Sovereign institutions are accumulating assets at a blistering pace and need to find a home for this surplus capital; hence even central banks are mulling higher-yielding asset classes.

Asian state institutions face major challenges over what to do with their ever-expanding pools of capital, meaning central banks, sovereign wealth funds (SWFs) and the like are increasingly diversifying into new asset classes. But they face numerous issues in doing so, not least due to their sheer size.

Close to half of the total reserves of Asian central banks are now viewed as excess reserves, says Jay Arya, Asia head of the sovereign institutions group at BNY Mellon in Singapore. “Given how large reserves have grown since 1997, I can believe that,” he adds. “The largest part of that [excess] figure is in Japan, followed by China.”

It’s a good thing to have excess reserves, points out Arya, as has been demonstrated recently by Japan pumping liquidity into the economy following the earthquake and tsunami on March 11.

SWFs, in particular, are accumulating assets faster than any other category of investor, including hedge funds and private equity firms, says Peter Burnett, Asia chairman of global capital markets at UBS in Hong Kong.

§

> [Problems to solve]:
a: In the sovereign institutions passage, which country holds the largest share of Asian central banks' excess reserves?
b: Return the text of the sovereign institutions passage between "Close to half" and "in Hong Kong.", inclusive, without changing a character.
Rely only on the sovereign institutions passage, with no outside knowledge.

§

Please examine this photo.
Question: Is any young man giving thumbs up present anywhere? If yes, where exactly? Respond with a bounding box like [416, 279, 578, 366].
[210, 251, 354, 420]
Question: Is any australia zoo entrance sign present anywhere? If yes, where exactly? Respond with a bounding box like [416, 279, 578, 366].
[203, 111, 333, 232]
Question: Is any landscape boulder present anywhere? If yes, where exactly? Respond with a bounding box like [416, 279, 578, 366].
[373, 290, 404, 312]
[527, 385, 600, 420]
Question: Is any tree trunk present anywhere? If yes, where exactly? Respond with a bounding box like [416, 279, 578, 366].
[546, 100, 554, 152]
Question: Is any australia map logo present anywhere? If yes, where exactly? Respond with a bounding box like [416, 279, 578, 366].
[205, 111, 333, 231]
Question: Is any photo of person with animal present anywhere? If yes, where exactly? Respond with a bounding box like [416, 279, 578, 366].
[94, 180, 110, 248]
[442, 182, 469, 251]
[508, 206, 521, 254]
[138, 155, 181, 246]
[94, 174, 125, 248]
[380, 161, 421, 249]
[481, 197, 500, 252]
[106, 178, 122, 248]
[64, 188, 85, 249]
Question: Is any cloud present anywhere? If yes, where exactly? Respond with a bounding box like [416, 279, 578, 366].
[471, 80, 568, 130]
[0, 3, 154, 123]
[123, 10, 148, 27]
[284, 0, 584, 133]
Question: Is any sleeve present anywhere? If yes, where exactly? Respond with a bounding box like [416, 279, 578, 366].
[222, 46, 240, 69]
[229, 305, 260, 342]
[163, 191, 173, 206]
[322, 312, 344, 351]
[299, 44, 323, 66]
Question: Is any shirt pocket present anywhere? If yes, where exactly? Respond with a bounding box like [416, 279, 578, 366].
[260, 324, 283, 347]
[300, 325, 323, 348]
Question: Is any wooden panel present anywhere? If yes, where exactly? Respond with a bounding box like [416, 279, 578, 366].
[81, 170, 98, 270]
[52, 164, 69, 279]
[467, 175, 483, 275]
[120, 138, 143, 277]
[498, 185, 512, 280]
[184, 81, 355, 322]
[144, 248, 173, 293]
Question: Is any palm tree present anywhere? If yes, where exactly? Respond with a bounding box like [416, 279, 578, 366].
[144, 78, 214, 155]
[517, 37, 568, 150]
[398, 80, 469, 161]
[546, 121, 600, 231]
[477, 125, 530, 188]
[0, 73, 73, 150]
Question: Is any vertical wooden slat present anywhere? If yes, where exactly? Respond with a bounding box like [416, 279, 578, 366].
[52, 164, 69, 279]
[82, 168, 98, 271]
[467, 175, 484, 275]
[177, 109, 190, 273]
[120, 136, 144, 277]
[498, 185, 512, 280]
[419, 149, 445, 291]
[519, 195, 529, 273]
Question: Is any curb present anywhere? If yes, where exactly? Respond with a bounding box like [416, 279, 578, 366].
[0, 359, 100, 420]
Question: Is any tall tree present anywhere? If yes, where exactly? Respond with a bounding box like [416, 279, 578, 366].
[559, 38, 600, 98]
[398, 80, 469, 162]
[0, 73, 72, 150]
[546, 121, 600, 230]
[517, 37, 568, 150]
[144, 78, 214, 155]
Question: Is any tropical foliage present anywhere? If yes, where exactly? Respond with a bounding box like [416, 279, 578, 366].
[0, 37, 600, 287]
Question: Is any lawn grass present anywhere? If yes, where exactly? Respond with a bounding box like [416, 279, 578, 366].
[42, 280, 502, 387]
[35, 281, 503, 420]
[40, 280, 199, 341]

§

> [Exercise results]:
a: Japan

b:
Close to half of the total reserves of Asian central banks are now viewed as excess reserves, says Jay Arya, Asia head of the sovereign institutions group at BNY Mellon in Singapore. “Given how large reserves have grown since 1997, I can believe that,” he adds. “The largest part of that [excess] figure is in Japan, followed by China.”

It’s a good thing to have excess reserves, points out Arya, as has been demonstrated recently by Japan pumping liquidity into the economy following the earthquake and tsunami on March 11.

SWFs, in particular, are accumulating assets faster than any other category of investor, including hedge funds and private equity firms, says Peter Burnett, Asia chairman of global capital markets at UBS in Hong Kong.